%%

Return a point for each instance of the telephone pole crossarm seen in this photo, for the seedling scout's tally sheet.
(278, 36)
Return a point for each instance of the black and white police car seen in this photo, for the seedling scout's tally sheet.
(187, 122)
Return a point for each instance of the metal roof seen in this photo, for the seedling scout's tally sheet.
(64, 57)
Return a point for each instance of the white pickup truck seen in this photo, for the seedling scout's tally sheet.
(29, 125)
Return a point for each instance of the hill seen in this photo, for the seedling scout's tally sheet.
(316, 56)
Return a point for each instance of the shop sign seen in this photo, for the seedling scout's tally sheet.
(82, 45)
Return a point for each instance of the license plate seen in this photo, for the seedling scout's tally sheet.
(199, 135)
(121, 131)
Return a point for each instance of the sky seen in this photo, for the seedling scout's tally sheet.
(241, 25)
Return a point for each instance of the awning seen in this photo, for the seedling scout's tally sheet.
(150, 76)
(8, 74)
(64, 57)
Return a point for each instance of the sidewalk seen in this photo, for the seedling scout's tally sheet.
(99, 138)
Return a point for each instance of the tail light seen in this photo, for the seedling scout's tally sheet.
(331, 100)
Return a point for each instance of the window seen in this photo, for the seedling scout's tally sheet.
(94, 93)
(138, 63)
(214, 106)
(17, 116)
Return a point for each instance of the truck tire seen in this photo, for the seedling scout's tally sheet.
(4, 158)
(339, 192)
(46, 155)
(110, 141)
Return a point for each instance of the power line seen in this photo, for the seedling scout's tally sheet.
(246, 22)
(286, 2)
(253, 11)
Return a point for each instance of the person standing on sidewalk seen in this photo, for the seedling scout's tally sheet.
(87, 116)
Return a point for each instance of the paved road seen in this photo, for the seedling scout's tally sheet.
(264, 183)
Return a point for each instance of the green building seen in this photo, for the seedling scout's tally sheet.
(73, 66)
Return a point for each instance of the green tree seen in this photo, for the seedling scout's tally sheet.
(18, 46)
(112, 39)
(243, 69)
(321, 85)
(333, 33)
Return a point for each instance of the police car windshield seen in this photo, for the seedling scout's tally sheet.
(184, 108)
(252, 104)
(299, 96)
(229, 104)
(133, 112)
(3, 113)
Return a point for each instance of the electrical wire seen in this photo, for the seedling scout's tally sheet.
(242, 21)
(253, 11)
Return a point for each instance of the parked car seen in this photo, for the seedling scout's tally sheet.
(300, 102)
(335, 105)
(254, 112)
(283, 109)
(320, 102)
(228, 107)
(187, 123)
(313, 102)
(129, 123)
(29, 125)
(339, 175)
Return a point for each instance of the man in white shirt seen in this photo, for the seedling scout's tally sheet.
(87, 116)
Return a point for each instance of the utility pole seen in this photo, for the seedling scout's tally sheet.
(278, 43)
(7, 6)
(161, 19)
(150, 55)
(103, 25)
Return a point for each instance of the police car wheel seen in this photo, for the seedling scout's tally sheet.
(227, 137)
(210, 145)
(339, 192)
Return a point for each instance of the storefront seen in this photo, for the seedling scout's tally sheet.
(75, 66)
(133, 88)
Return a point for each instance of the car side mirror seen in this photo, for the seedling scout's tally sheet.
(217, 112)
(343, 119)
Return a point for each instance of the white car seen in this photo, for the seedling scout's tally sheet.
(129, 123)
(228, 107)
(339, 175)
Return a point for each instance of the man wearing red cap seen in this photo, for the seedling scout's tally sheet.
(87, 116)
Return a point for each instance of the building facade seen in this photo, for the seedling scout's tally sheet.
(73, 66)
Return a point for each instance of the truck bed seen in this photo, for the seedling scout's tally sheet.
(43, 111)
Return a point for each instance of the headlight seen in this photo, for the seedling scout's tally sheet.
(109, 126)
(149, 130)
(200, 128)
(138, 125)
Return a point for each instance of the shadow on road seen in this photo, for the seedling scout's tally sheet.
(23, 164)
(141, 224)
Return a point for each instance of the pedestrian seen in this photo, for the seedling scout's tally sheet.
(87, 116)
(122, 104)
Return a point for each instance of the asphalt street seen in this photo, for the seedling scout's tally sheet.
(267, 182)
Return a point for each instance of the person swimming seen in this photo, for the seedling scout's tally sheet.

%%

(Work instructions)
Each line above must be retyped exactly in the response.

(Result of the task)
Return a point for each instance of the telephone pole crossarm seen in this photo, for the seedling scout's tally sheet.
(278, 36)
Return a point for each instance of the black and white police car seen in this photo, for the seedling scout's tally sheet.
(187, 122)
Return a point for each instance of the metal roof seen in this photo, for the seedling scout's tally sheet.
(64, 57)
Return a point for each instance of the white pickup truck seen in this photo, for the seedling scout's tally sheet.
(29, 125)
Return a point for each instance of the hill seen in this photo, for the seedling scout's tally sheet.
(316, 56)
Return a point for each instance of the shop sign seen in this photo, for the seedling scout's tally sheet.
(82, 45)
Return a point for each instance of the license plate seen in this photo, for the seedling scout's tally sheet.
(199, 135)
(121, 131)
Return a point for each instance of the sky seen in this photo, for the seedling scout's tally sheet.
(241, 25)
Return a point for each instance of the awning seen in this photo, for the seedling scout's tally sheet.
(150, 76)
(8, 74)
(64, 57)
Return a point for each instance of the sidewalk seen in this photo, for the seedling scout's tally sheet.
(99, 138)
Return a point for each instance of the tail light seen in this photo, for the seedling scout's tally sheet.
(331, 100)
Return a point for each instance of the window seen in this photo, for the seedling scout's tally sheet.
(94, 93)
(138, 63)
(214, 106)
(17, 116)
Return a point for each instance of the truck tire seen in this photo, for the seedling scout's tally sheet.
(4, 158)
(339, 192)
(46, 155)
(110, 141)
Return a point for each instance of the power line seen in this photo, for the seedling scout's tally sheet.
(246, 22)
(286, 2)
(253, 11)
Return a point for each instance of the person standing on sidewalk seen in this photo, for the seedling scout's tally sheet.
(87, 116)
Return a point for each instance of the paved road seen in this photo, for the seedling scout's tally sheet.
(264, 183)
Return a point for each instance of the green building seen in this photo, for the seedling scout's tally sheet.
(73, 66)
Return a point for each instance of the green tree seen in this photo, for the seedling scout's tally sheet.
(18, 46)
(112, 39)
(243, 69)
(321, 85)
(333, 33)
Return a point for each instance of the police car windshield seen in this photo, for the seedling scout's tally sheet.
(184, 108)
(252, 104)
(299, 96)
(229, 104)
(133, 112)
(3, 113)
Return a point for each instance of the electrical wire seen in this photo, for the seedling scout's tally sheet.
(242, 21)
(253, 11)
Return a point for each instance of the parked car seen in this photo, for the seedling scout's tally sheet.
(300, 102)
(335, 105)
(254, 112)
(283, 109)
(320, 102)
(228, 107)
(187, 123)
(313, 102)
(129, 123)
(29, 125)
(339, 175)
Return a point for each instance of the man in white shirt seen in this photo, for the seedling scout's tally sheet.
(87, 116)
Return a point for each instance of the utility pole seen in this photo, for the seedling scout's tally sheet.
(278, 43)
(7, 6)
(161, 19)
(150, 55)
(103, 25)
Return a point for each instance of the police car wheel seen in this photo, for the seedling scout's tally sheet.
(227, 137)
(210, 145)
(339, 192)
Return a point for each instance of the storefront seen in this photo, for the seedling scout's tally sheet.
(75, 66)
(133, 88)
Return a point for each instance of the car side mirror seen in this photo, for the seedling scout's tally sheet.
(217, 112)
(343, 119)
Return a point for each instance of the white car seen in this photo, for the seedling scout's tally sheet.
(129, 123)
(228, 107)
(339, 175)
Return a point for each instance of the man wearing red cap seen in this photo, for the seedling scout's tally sheet.
(87, 116)
Return a point for each instance of the building facade seen in this photo, for the seedling scout's tally sheet.
(73, 66)
Return a point for each instance of the truck bed seen in this photo, for the seedling scout's tally sheet.
(43, 111)
Return a point for each instance of the headlight seen in this photo, for the seedling scout's tally sheet.
(109, 126)
(149, 130)
(200, 128)
(138, 125)
Return a point for each instance of the shadow on road seen in this photo, for the seedling scout's tally sheet.
(23, 164)
(141, 224)
Return a point for each instance of the pedestrian seen in this photo, for the seedling scout's tally sheet.
(87, 116)
(122, 104)
Return a point for each instance of the asphalt street seen in this photo, for the seedling scout's tally sheet.
(267, 182)
Return a point for each instance of the person swimming seen in this photo, for the seedling scout's tally sheet.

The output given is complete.